WHAT YOU HAVE TO DO: Give the lines of the entries below as a JSON list of strings, one string per line, starting at the line that contains "reply: (193, 302)." and ending at the line that contains "(499, 1171)", both included. Leave out blank lines and anything outside that span.

RECORDS SHOWN:
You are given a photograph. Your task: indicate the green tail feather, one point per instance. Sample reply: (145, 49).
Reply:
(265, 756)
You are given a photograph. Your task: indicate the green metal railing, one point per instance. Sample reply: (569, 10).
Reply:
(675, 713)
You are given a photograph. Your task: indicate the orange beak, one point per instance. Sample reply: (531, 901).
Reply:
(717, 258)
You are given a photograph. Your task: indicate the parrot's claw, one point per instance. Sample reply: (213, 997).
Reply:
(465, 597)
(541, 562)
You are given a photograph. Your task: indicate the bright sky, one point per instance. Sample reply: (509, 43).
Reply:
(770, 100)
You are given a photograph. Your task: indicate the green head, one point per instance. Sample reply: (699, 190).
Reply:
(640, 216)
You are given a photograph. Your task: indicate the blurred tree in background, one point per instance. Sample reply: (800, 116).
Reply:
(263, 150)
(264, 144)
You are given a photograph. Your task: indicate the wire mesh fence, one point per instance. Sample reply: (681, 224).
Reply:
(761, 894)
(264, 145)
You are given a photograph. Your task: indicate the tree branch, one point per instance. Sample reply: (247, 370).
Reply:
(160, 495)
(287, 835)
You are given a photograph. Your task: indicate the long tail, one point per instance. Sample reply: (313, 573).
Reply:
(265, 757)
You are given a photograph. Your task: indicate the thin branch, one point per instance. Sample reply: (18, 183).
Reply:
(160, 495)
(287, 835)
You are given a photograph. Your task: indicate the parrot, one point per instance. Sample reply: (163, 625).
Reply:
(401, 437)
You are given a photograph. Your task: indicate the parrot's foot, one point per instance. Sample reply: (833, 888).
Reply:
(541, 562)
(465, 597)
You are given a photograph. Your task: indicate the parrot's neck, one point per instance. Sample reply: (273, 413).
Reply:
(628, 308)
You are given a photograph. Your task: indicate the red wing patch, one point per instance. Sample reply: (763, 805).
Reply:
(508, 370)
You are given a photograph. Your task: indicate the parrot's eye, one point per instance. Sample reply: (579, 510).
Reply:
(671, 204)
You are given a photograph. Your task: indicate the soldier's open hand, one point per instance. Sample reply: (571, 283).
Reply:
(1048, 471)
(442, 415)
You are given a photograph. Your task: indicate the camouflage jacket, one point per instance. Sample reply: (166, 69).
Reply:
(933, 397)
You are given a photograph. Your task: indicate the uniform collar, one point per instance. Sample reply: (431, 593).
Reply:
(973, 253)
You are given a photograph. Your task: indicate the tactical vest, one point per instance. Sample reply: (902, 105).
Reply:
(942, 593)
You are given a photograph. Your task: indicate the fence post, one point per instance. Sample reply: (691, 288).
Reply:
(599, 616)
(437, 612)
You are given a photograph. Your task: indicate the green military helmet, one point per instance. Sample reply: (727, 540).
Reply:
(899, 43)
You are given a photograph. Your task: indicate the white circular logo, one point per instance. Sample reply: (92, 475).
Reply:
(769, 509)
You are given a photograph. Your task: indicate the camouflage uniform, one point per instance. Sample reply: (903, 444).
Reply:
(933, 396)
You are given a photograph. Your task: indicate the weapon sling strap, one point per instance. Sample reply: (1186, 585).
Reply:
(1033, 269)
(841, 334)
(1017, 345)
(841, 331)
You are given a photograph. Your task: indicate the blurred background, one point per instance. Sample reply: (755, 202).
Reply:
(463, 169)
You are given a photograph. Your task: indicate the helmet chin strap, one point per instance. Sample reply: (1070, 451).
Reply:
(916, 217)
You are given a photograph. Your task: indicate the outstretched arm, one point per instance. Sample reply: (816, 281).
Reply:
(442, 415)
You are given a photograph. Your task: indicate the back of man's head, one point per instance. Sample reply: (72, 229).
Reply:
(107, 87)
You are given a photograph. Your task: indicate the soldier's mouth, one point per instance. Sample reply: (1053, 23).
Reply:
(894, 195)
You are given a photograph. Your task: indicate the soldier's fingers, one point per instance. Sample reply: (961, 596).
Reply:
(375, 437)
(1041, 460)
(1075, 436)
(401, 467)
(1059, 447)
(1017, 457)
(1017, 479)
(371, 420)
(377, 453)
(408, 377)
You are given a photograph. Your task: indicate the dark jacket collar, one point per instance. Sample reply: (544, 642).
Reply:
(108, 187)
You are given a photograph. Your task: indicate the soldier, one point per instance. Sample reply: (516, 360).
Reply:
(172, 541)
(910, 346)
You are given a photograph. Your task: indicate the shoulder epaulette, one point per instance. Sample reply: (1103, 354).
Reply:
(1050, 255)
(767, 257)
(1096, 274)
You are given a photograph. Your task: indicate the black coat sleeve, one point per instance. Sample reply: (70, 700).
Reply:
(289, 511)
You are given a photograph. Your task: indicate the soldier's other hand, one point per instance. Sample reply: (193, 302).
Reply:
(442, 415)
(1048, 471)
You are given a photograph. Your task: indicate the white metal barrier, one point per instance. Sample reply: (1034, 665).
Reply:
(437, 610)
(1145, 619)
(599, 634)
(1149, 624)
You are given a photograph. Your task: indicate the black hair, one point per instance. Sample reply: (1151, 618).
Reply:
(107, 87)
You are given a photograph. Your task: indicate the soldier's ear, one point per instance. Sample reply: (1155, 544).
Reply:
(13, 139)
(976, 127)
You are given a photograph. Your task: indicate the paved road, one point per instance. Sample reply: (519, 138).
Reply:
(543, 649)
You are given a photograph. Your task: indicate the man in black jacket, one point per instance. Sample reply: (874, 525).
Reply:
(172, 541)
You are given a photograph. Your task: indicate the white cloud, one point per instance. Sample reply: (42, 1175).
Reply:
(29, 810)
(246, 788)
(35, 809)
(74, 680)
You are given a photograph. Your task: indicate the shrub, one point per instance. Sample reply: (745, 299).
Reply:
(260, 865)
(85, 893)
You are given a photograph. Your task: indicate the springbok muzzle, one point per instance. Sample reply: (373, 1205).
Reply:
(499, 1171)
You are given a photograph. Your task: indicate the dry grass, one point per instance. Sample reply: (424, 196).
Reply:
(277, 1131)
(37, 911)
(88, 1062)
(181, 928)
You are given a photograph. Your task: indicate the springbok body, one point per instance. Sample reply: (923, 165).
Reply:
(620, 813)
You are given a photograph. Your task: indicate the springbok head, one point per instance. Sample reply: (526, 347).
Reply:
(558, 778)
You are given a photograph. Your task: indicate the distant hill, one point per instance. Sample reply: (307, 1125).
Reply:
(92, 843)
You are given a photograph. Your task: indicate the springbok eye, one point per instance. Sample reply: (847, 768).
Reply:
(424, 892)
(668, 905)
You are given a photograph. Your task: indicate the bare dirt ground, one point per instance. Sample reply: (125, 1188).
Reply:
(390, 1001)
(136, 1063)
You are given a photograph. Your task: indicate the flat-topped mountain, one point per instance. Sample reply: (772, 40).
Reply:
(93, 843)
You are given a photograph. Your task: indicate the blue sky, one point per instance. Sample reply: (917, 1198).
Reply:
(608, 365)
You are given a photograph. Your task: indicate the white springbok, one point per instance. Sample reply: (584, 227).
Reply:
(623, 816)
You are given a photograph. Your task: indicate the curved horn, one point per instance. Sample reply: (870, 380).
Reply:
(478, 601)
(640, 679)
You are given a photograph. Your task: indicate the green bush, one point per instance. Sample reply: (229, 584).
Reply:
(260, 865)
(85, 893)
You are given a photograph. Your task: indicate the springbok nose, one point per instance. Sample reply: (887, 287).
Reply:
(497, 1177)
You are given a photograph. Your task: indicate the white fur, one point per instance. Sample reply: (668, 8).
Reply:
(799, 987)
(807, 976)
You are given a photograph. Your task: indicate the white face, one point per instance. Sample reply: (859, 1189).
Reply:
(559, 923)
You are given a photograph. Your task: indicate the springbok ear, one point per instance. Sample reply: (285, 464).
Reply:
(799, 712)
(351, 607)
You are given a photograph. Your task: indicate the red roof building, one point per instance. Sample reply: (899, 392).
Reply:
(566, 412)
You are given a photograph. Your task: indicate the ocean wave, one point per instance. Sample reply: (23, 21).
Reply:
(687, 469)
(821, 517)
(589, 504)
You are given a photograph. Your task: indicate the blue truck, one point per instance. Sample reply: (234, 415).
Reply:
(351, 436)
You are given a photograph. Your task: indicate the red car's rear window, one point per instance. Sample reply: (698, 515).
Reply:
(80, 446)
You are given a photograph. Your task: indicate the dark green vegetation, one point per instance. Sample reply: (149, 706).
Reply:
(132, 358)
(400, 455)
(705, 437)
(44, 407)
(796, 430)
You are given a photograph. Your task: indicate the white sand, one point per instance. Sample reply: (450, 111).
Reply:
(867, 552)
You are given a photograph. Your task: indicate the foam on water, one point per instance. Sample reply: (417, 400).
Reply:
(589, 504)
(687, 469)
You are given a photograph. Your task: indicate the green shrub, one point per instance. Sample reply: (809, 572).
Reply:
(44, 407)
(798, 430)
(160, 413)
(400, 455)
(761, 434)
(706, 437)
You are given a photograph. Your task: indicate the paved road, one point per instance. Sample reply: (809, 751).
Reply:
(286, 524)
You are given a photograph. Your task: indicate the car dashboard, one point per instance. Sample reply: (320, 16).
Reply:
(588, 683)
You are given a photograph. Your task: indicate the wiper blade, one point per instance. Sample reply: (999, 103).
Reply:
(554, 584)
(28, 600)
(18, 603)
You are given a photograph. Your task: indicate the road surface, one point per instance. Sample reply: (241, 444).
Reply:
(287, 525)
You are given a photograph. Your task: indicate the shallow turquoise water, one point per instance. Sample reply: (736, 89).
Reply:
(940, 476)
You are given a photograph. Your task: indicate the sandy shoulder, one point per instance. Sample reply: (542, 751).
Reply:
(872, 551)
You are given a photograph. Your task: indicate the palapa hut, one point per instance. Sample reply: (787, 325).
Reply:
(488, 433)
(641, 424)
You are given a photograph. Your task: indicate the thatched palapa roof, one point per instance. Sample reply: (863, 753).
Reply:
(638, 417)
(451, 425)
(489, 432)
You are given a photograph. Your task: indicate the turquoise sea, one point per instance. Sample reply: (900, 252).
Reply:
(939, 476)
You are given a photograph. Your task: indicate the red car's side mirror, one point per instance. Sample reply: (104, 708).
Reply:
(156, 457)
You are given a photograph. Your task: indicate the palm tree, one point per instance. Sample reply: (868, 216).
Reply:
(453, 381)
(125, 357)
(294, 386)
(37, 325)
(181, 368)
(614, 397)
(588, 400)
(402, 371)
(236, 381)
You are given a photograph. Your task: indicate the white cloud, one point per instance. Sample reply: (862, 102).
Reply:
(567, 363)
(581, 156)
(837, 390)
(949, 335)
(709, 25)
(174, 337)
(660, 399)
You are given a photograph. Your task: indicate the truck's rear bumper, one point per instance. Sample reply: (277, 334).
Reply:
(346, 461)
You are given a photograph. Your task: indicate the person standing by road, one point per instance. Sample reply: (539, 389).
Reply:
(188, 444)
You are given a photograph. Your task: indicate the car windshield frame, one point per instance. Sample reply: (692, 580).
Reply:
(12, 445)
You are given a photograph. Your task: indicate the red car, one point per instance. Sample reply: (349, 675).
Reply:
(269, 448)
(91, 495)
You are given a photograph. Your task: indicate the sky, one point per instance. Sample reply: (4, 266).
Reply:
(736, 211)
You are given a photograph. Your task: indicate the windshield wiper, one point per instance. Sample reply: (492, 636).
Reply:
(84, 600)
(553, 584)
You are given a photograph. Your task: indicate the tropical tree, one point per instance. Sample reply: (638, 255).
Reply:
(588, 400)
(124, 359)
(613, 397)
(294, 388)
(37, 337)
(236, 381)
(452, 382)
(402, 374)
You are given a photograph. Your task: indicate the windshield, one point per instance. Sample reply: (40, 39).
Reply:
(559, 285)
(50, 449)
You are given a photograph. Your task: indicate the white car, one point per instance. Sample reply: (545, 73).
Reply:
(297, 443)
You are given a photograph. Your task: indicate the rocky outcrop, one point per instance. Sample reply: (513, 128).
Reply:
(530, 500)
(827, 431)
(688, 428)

TASK OUTPUT:
[
  "You are given a photograph. Your task: indicate the soldier's other hand, one point per instance. Sample reply: (193, 302).",
  "Reply:",
  "(442, 415)",
  "(1048, 471)",
  "You are given a photograph. Your task: indicate the white metal barrier, one point per instance. Sample reply: (1034, 665).",
  "Reply:",
  "(437, 610)",
  "(1145, 619)",
  "(599, 634)",
  "(1149, 624)",
  "You are given a photograph. Your task: indicate the black hair, one point per instance. Sample reply: (1151, 618).",
  "Reply:",
  "(107, 87)",
  "You are given a photograph. Your task: indicate the soldier's ear, one point per instance. Sample reply: (1155, 544).",
  "Reply:",
  "(13, 139)",
  "(976, 127)",
  "You are given a photograph. Your task: indicate the paved road, one point per instance. Sample reply: (519, 138).",
  "Reply:",
  "(543, 649)",
  "You are given a photograph. Your task: indicate the man in black jacket, one point per instance. Sample reply: (874, 525).",
  "Reply:",
  "(172, 541)",
  "You are given a photograph. Your task: indicate the white cloud, one point per instance. Sample reply: (42, 1175).",
  "Reply:",
  "(29, 810)",
  "(246, 788)",
  "(35, 809)",
  "(74, 680)",
  "You are given a photograph. Your task: indicate the shrub, one point per instance. Sample reply: (745, 299).",
  "Reply:",
  "(260, 865)",
  "(85, 893)",
  "You are given a photograph. Your task: indicate the springbok muzzle, one point per instance. Sample reply: (373, 1205).",
  "Reply:",
  "(499, 1171)"
]